Edmonton advocates are calling on the government to establish COVID-19 quarantine options for the city’s homeless population as public health officials look to limit the spread of the virus in Alberta.
As of Monday afternoon, people experiencing homelessness who show symptoms or test positive for COVID-19 had no dedicated space to self-isolate in Edmonton.
“It’s a major issue,” said Elliott Tanti, a communications and development manager with Boyle Street Community Services, which operates a large downtown drop-in centre.
“We are in conversations with [Alberta Health Services] and articulating that fear to them. Right now, what we need is someplace to isolate people who are homeless and living on the street.”
The appeal to government and health officials comes as drop-in centres took new measures on Monday to prevent the spread of the novel coronavirus.
Boyle Street and Bissell Centre say they will only allow 50 clients in their downtown drop-in centres at a time. Boyle Street can typically accommodate up to 300 clients at a time, while Bissell has space for around 125 people.

PROBLEM DETAILS
According to the article on Edmonton's homeless population and COVID-19, how many clients can Boyle Street typically accommodate at a time?

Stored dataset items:
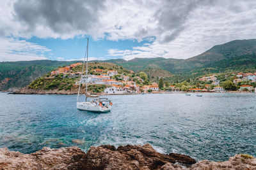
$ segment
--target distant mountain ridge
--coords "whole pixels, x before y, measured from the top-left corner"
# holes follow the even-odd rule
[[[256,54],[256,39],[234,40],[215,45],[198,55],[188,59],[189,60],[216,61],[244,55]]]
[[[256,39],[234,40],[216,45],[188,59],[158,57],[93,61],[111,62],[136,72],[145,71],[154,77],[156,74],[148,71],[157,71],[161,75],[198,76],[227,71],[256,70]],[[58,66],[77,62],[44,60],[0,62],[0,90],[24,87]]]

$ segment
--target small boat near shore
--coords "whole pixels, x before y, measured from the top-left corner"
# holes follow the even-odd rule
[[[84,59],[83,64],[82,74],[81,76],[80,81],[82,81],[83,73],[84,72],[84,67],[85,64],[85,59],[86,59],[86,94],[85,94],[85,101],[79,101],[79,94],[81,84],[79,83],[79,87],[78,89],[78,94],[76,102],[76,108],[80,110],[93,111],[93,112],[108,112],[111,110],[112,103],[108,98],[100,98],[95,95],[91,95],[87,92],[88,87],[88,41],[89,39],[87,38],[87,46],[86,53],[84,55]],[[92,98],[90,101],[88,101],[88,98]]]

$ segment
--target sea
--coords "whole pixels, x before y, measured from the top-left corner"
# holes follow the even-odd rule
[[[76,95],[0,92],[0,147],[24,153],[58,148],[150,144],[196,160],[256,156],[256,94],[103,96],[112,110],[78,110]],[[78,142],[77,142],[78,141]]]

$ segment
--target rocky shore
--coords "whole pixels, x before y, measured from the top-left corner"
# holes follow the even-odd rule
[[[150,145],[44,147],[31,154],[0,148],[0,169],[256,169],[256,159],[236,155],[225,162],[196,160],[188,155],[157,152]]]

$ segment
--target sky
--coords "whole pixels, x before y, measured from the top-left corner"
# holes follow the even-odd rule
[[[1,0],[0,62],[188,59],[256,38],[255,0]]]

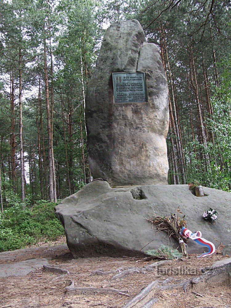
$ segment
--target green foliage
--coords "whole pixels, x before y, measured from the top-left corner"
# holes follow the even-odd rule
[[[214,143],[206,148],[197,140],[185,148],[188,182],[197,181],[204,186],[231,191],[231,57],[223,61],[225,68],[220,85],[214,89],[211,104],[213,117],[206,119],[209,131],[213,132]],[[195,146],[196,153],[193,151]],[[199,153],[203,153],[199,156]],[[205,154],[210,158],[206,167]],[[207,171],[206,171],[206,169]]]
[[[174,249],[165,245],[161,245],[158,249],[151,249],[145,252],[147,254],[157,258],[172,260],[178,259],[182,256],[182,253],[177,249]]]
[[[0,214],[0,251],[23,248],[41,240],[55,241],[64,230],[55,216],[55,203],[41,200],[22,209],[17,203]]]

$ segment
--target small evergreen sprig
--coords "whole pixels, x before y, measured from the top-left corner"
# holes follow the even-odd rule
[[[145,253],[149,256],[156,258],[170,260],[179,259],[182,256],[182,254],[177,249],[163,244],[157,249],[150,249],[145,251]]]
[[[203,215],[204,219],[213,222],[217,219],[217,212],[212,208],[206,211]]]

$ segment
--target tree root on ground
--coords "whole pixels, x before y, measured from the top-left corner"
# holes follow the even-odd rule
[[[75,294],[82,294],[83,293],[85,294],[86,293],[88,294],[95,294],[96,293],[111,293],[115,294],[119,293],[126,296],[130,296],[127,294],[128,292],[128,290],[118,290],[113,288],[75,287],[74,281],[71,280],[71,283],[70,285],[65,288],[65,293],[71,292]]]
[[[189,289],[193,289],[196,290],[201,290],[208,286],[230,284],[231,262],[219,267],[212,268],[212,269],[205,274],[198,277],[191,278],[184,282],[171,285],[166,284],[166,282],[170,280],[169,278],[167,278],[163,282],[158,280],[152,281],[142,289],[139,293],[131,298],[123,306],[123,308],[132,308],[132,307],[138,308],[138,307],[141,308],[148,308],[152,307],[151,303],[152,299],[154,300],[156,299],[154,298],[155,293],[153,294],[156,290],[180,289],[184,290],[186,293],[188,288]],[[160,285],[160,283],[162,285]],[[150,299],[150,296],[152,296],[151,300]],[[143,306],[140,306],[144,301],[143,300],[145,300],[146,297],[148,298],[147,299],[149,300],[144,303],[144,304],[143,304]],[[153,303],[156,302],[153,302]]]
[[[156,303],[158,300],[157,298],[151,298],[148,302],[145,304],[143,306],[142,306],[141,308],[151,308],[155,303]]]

RESPONSE
Up to 300 clients.